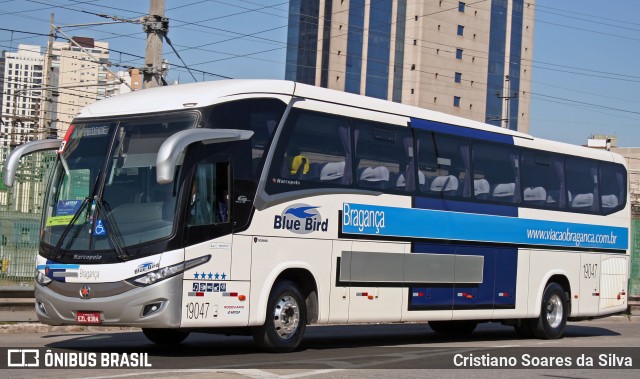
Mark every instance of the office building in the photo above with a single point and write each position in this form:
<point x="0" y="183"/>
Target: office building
<point x="469" y="59"/>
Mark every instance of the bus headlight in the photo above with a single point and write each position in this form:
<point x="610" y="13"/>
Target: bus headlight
<point x="42" y="279"/>
<point x="167" y="272"/>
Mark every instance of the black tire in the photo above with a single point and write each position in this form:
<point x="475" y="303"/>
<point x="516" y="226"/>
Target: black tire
<point x="165" y="337"/>
<point x="553" y="314"/>
<point x="454" y="328"/>
<point x="286" y="319"/>
<point x="523" y="329"/>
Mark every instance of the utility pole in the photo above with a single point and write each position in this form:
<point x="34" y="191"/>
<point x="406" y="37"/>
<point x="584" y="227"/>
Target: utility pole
<point x="507" y="100"/>
<point x="47" y="104"/>
<point x="156" y="26"/>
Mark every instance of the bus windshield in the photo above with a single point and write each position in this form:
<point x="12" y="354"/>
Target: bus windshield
<point x="104" y="194"/>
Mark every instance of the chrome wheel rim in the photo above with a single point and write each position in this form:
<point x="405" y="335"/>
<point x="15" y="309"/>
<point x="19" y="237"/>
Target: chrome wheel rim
<point x="555" y="311"/>
<point x="286" y="317"/>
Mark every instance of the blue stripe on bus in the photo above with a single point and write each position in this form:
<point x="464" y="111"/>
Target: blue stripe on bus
<point x="497" y="290"/>
<point x="465" y="206"/>
<point x="380" y="221"/>
<point x="57" y="266"/>
<point x="434" y="126"/>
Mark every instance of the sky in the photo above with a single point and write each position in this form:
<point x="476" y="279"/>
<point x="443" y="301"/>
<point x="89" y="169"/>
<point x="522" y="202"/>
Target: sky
<point x="585" y="54"/>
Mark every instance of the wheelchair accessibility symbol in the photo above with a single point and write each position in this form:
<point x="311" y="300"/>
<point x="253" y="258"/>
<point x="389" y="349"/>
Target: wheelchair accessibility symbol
<point x="100" y="230"/>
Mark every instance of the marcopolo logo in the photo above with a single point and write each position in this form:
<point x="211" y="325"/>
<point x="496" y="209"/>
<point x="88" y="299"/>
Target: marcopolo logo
<point x="301" y="219"/>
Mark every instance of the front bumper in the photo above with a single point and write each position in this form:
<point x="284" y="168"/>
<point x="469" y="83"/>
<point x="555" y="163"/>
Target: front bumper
<point x="121" y="309"/>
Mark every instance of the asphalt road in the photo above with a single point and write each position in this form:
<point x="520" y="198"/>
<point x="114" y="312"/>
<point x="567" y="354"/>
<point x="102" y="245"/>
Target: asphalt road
<point x="397" y="350"/>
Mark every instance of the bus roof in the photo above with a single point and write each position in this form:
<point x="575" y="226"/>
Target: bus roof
<point x="186" y="96"/>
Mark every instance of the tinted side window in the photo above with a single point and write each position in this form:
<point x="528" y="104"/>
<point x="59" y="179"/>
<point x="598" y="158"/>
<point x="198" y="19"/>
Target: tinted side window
<point x="582" y="184"/>
<point x="496" y="169"/>
<point x="384" y="157"/>
<point x="314" y="151"/>
<point x="261" y="116"/>
<point x="543" y="180"/>
<point x="613" y="188"/>
<point x="443" y="166"/>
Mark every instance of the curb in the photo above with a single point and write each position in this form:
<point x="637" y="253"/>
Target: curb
<point x="36" y="327"/>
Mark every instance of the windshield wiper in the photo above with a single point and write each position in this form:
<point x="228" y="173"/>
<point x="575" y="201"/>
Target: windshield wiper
<point x="67" y="229"/>
<point x="112" y="233"/>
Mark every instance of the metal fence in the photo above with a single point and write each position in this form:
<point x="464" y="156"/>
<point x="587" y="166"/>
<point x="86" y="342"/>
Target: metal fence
<point x="20" y="213"/>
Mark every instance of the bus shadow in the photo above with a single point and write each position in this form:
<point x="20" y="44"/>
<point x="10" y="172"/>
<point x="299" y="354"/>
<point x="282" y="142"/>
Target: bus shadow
<point x="316" y="338"/>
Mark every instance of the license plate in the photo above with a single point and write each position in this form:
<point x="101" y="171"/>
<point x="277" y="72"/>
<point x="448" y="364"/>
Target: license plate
<point x="88" y="317"/>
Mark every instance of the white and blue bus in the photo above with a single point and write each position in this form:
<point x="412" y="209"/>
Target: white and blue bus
<point x="264" y="206"/>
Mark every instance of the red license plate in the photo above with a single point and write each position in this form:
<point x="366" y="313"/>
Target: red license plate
<point x="88" y="317"/>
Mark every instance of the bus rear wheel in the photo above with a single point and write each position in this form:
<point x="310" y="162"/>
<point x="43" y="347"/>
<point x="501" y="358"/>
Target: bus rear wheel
<point x="553" y="313"/>
<point x="286" y="319"/>
<point x="165" y="337"/>
<point x="454" y="328"/>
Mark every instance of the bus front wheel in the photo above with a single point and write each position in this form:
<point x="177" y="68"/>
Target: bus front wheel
<point x="286" y="319"/>
<point x="166" y="337"/>
<point x="553" y="314"/>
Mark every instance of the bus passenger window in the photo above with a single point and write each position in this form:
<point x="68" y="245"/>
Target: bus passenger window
<point x="542" y="180"/>
<point x="582" y="185"/>
<point x="314" y="151"/>
<point x="444" y="163"/>
<point x="499" y="166"/>
<point x="384" y="156"/>
<point x="209" y="196"/>
<point x="612" y="187"/>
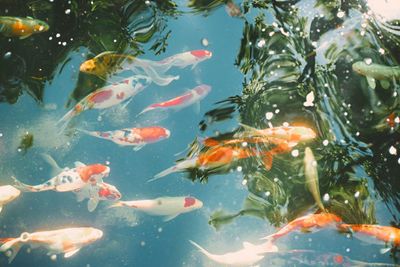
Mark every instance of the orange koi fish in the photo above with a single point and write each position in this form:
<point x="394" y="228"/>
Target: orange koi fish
<point x="68" y="241"/>
<point x="7" y="194"/>
<point x="291" y="134"/>
<point x="136" y="137"/>
<point x="318" y="221"/>
<point x="21" y="27"/>
<point x="220" y="156"/>
<point x="387" y="234"/>
<point x="69" y="179"/>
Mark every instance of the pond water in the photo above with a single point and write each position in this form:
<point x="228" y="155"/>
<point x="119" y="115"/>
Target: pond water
<point x="287" y="67"/>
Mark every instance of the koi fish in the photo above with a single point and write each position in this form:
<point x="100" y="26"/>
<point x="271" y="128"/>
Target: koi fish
<point x="108" y="63"/>
<point x="21" y="27"/>
<point x="291" y="134"/>
<point x="136" y="137"/>
<point x="387" y="234"/>
<point x="69" y="179"/>
<point x="311" y="174"/>
<point x="375" y="72"/>
<point x="190" y="98"/>
<point x="102" y="191"/>
<point x="169" y="207"/>
<point x="7" y="194"/>
<point x="109" y="96"/>
<point x="68" y="241"/>
<point x="305" y="223"/>
<point x="249" y="255"/>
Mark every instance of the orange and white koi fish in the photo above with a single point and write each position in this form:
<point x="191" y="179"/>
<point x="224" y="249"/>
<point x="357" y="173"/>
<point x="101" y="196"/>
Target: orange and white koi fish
<point x="109" y="96"/>
<point x="387" y="234"/>
<point x="108" y="63"/>
<point x="69" y="179"/>
<point x="136" y="137"/>
<point x="68" y="241"/>
<point x="102" y="191"/>
<point x="307" y="222"/>
<point x="7" y="194"/>
<point x="21" y="27"/>
<point x="249" y="255"/>
<point x="190" y="98"/>
<point x="291" y="134"/>
<point x="169" y="207"/>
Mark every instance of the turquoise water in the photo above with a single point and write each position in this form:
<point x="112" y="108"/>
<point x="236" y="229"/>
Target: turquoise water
<point x="356" y="168"/>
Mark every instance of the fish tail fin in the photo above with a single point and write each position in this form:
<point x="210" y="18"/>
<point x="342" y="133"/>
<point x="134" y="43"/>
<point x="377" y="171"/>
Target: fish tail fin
<point x="11" y="247"/>
<point x="24" y="187"/>
<point x="164" y="173"/>
<point x="201" y="249"/>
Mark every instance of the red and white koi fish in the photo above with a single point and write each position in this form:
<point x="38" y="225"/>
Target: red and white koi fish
<point x="68" y="241"/>
<point x="169" y="207"/>
<point x="307" y="222"/>
<point x="291" y="134"/>
<point x="102" y="191"/>
<point x="249" y="255"/>
<point x="190" y="98"/>
<point x="7" y="194"/>
<point x="387" y="234"/>
<point x="136" y="137"/>
<point x="108" y="96"/>
<point x="69" y="179"/>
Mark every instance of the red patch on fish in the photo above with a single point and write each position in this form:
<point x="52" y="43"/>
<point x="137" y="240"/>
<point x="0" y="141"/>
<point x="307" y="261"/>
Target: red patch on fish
<point x="120" y="95"/>
<point x="189" y="201"/>
<point x="174" y="102"/>
<point x="100" y="96"/>
<point x="200" y="53"/>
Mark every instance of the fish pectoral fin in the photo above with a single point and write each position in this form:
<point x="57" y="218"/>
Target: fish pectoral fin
<point x="170" y="217"/>
<point x="385" y="84"/>
<point x="71" y="253"/>
<point x="92" y="204"/>
<point x="371" y="82"/>
<point x="79" y="164"/>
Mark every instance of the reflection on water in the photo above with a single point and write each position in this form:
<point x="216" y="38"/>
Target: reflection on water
<point x="330" y="67"/>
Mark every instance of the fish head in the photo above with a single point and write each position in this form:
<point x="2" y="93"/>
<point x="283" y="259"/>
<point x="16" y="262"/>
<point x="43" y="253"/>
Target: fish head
<point x="93" y="173"/>
<point x="192" y="203"/>
<point x="359" y="67"/>
<point x="203" y="89"/>
<point x="89" y="66"/>
<point x="41" y="26"/>
<point x="201" y="54"/>
<point x="109" y="192"/>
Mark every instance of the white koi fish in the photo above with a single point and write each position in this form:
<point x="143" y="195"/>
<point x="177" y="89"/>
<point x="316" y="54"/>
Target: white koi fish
<point x="177" y="103"/>
<point x="170" y="207"/>
<point x="247" y="256"/>
<point x="7" y="194"/>
<point x="108" y="96"/>
<point x="69" y="179"/>
<point x="136" y="137"/>
<point x="68" y="241"/>
<point x="102" y="191"/>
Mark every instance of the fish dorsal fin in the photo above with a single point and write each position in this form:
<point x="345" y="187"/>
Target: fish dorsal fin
<point x="51" y="161"/>
<point x="79" y="164"/>
<point x="248" y="245"/>
<point x="92" y="204"/>
<point x="71" y="253"/>
<point x="371" y="82"/>
<point x="170" y="217"/>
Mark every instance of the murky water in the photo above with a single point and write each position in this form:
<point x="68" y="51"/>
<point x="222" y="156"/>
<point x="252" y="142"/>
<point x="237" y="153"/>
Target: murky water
<point x="281" y="66"/>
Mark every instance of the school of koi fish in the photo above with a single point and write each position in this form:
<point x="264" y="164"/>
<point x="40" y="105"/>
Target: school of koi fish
<point x="86" y="181"/>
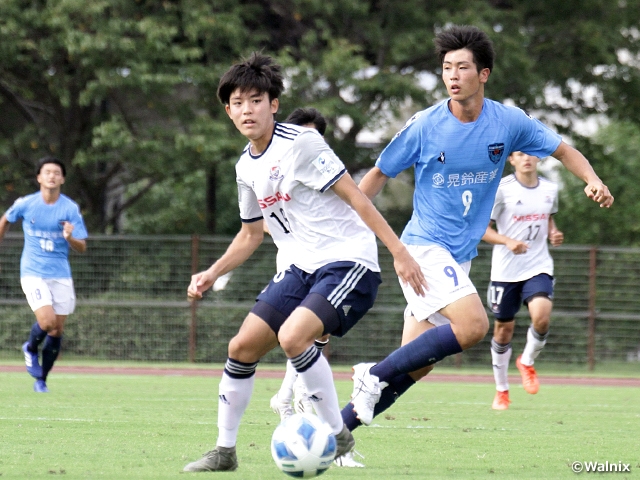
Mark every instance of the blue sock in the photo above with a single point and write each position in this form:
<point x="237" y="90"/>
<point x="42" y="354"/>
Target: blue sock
<point x="430" y="347"/>
<point x="36" y="337"/>
<point x="50" y="352"/>
<point x="397" y="386"/>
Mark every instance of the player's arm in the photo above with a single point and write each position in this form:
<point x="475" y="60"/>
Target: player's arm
<point x="239" y="250"/>
<point x="494" y="238"/>
<point x="556" y="237"/>
<point x="406" y="267"/>
<point x="78" y="245"/>
<point x="577" y="164"/>
<point x="373" y="182"/>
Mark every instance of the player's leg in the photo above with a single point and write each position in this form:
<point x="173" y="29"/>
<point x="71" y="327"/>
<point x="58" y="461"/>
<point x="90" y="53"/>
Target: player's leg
<point x="64" y="303"/>
<point x="537" y="292"/>
<point x="500" y="357"/>
<point x="504" y="300"/>
<point x="40" y="300"/>
<point x="301" y="401"/>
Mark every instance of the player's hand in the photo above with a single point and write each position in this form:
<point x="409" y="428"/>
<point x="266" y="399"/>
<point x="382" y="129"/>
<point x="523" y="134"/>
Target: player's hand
<point x="599" y="192"/>
<point x="200" y="283"/>
<point x="409" y="272"/>
<point x="67" y="229"/>
<point x="556" y="237"/>
<point x="517" y="247"/>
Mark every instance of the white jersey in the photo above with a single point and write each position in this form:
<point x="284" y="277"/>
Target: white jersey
<point x="523" y="213"/>
<point x="289" y="185"/>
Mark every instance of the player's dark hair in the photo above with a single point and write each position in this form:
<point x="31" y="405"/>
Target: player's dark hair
<point x="472" y="38"/>
<point x="259" y="72"/>
<point x="46" y="160"/>
<point x="305" y="116"/>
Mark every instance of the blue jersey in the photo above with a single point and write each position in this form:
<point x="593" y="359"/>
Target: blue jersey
<point x="45" y="253"/>
<point x="458" y="167"/>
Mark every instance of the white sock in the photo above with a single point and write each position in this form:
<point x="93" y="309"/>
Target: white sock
<point x="285" y="394"/>
<point x="233" y="399"/>
<point x="535" y="344"/>
<point x="318" y="381"/>
<point x="500" y="356"/>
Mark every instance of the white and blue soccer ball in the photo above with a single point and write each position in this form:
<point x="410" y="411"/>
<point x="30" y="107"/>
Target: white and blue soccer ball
<point x="303" y="446"/>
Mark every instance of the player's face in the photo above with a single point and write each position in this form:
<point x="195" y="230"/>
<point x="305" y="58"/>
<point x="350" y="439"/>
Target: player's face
<point x="252" y="114"/>
<point x="523" y="163"/>
<point x="461" y="77"/>
<point x="50" y="176"/>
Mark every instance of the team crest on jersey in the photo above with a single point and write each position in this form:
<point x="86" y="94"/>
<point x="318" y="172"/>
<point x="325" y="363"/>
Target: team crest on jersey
<point x="274" y="173"/>
<point x="496" y="150"/>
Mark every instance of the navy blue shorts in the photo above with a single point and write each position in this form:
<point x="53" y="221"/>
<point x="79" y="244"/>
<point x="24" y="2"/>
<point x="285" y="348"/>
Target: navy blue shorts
<point x="339" y="293"/>
<point x="505" y="298"/>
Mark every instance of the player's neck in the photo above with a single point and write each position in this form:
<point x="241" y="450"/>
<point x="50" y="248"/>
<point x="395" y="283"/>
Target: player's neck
<point x="529" y="179"/>
<point x="50" y="195"/>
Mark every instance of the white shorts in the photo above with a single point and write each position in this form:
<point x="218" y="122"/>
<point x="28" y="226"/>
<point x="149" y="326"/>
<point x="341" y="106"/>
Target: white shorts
<point x="57" y="292"/>
<point x="448" y="281"/>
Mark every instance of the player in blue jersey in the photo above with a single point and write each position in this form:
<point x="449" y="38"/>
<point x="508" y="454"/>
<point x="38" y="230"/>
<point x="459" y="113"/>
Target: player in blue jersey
<point x="324" y="225"/>
<point x="457" y="149"/>
<point x="52" y="223"/>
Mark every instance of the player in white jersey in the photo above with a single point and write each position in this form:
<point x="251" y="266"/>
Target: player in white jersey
<point x="292" y="396"/>
<point x="457" y="149"/>
<point x="521" y="268"/>
<point x="289" y="177"/>
<point x="52" y="224"/>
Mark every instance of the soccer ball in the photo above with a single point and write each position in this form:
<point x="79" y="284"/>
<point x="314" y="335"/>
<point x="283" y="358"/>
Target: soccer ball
<point x="303" y="446"/>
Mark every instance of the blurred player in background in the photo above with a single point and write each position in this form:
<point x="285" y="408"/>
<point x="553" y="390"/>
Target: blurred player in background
<point x="289" y="177"/>
<point x="457" y="149"/>
<point x="52" y="223"/>
<point x="521" y="268"/>
<point x="292" y="389"/>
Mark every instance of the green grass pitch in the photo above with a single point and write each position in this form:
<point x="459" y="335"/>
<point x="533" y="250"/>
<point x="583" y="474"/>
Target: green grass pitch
<point x="149" y="427"/>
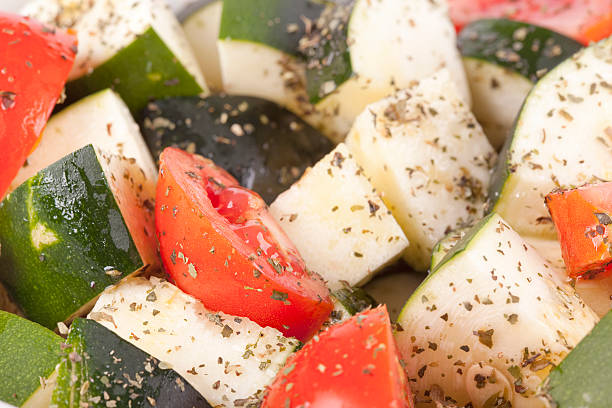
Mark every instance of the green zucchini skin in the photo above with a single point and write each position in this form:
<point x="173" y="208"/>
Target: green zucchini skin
<point x="527" y="49"/>
<point x="279" y="147"/>
<point x="328" y="57"/>
<point x="582" y="380"/>
<point x="115" y="370"/>
<point x="61" y="233"/>
<point x="29" y="352"/>
<point x="354" y="300"/>
<point x="144" y="70"/>
<point x="276" y="23"/>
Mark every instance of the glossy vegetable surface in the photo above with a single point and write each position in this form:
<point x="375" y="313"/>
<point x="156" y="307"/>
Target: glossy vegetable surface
<point x="354" y="364"/>
<point x="265" y="147"/>
<point x="219" y="244"/>
<point x="583" y="219"/>
<point x="34" y="64"/>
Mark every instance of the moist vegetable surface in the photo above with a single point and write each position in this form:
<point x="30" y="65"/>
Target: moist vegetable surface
<point x="306" y="204"/>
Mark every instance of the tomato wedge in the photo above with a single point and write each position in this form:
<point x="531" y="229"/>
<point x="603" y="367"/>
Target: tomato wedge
<point x="582" y="20"/>
<point x="583" y="219"/>
<point x="354" y="364"/>
<point x="34" y="64"/>
<point x="219" y="244"/>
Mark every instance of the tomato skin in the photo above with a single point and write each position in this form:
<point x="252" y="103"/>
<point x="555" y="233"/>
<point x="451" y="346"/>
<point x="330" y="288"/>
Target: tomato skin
<point x="34" y="64"/>
<point x="208" y="256"/>
<point x="583" y="223"/>
<point x="582" y="20"/>
<point x="351" y="365"/>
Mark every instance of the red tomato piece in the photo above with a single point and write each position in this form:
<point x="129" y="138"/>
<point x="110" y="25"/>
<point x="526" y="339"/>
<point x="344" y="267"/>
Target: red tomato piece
<point x="354" y="364"/>
<point x="219" y="244"/>
<point x="34" y="64"/>
<point x="583" y="20"/>
<point x="583" y="219"/>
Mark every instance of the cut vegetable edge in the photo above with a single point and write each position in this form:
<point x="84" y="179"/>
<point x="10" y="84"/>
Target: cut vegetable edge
<point x="536" y="157"/>
<point x="37" y="233"/>
<point x="99" y="358"/>
<point x="533" y="298"/>
<point x="30" y="356"/>
<point x="202" y="31"/>
<point x="144" y="313"/>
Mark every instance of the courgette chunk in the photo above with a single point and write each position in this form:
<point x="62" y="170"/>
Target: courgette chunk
<point x="66" y="234"/>
<point x="99" y="369"/>
<point x="265" y="147"/>
<point x="136" y="47"/>
<point x="338" y="223"/>
<point x="503" y="59"/>
<point x="30" y="354"/>
<point x="490" y="321"/>
<point x="429" y="158"/>
<point x="582" y="380"/>
<point x="228" y="359"/>
<point x="561" y="139"/>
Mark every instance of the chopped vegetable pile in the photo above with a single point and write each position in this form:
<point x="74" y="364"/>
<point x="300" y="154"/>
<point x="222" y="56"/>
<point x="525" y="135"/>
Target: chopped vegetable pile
<point x="226" y="204"/>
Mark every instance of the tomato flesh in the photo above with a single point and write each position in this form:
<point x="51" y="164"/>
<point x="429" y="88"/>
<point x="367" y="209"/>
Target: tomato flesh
<point x="354" y="364"/>
<point x="219" y="243"/>
<point x="34" y="64"/>
<point x="582" y="217"/>
<point x="582" y="20"/>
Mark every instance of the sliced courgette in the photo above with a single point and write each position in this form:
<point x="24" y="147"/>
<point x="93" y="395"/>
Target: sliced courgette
<point x="427" y="155"/>
<point x="202" y="31"/>
<point x="348" y="301"/>
<point x="101" y="119"/>
<point x="383" y="54"/>
<point x="66" y="234"/>
<point x="582" y="380"/>
<point x="562" y="137"/>
<point x="338" y="222"/>
<point x="135" y="47"/>
<point x="29" y="356"/>
<point x="444" y="246"/>
<point x="258" y="50"/>
<point x="99" y="369"/>
<point x="503" y="59"/>
<point x="339" y="57"/>
<point x="458" y="331"/>
<point x="229" y="360"/>
<point x="264" y="146"/>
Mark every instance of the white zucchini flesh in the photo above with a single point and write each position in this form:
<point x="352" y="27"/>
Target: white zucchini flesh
<point x="595" y="293"/>
<point x="102" y="119"/>
<point x="225" y="358"/>
<point x="202" y="31"/>
<point x="427" y="155"/>
<point x="563" y="137"/>
<point x="338" y="222"/>
<point x="497" y="95"/>
<point x="386" y="55"/>
<point x="255" y="69"/>
<point x="106" y="26"/>
<point x="387" y="42"/>
<point x="457" y="329"/>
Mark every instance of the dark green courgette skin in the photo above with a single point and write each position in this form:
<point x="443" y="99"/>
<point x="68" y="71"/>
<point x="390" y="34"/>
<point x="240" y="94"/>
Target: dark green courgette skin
<point x="524" y="48"/>
<point x="115" y="370"/>
<point x="29" y="352"/>
<point x="279" y="147"/>
<point x="144" y="70"/>
<point x="279" y="24"/>
<point x="354" y="300"/>
<point x="72" y="200"/>
<point x="582" y="380"/>
<point x="328" y="57"/>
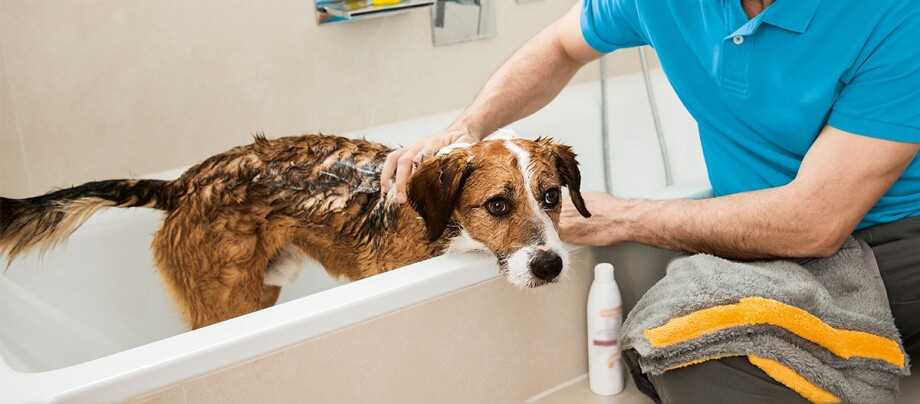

**Task goal:** Copy the stretch of the records above that runs from the line with "Target: player's arm" through the line with "Mark every instance of the white sock". Both end lines belong in the copy, and nothing else does.

**Task solution:**
Target: player's arm
<point x="239" y="250"/>
<point x="494" y="238"/>
<point x="556" y="237"/>
<point x="406" y="267"/>
<point x="78" y="245"/>
<point x="577" y="164"/>
<point x="373" y="182"/>
Mark every instance of the player's leg in the photo above with a single point and write each position in this form:
<point x="173" y="29"/>
<point x="71" y="327"/>
<point x="58" y="461"/>
<point x="90" y="53"/>
Target: player's leg
<point x="64" y="303"/>
<point x="537" y="292"/>
<point x="500" y="357"/>
<point x="504" y="300"/>
<point x="40" y="300"/>
<point x="301" y="401"/>
Mark every instance of the player's hand in the photo above with a single point and write each position in this form:
<point x="409" y="428"/>
<point x="266" y="399"/>
<point x="382" y="129"/>
<point x="523" y="134"/>
Target: player's hand
<point x="599" y="192"/>
<point x="200" y="283"/>
<point x="409" y="272"/>
<point x="67" y="229"/>
<point x="556" y="237"/>
<point x="517" y="247"/>
Mark every instance of the white jersey in the photo above with a single point and write each position in this form:
<point x="284" y="277"/>
Target: white jersey
<point x="523" y="213"/>
<point x="289" y="185"/>
Mark every instance of the player's dark hair in the photo above with a single point and write each position in this form:
<point x="31" y="405"/>
Target: player's dark hair
<point x="472" y="38"/>
<point x="259" y="72"/>
<point x="46" y="160"/>
<point x="305" y="116"/>
Mark every instance of the blue jersey in the photo above with a single point and write each position in this form:
<point x="593" y="359"/>
Target: blue jersey
<point x="45" y="253"/>
<point x="458" y="167"/>
Mark every instance of the white sock in the photo above with a single point and write each position in this form:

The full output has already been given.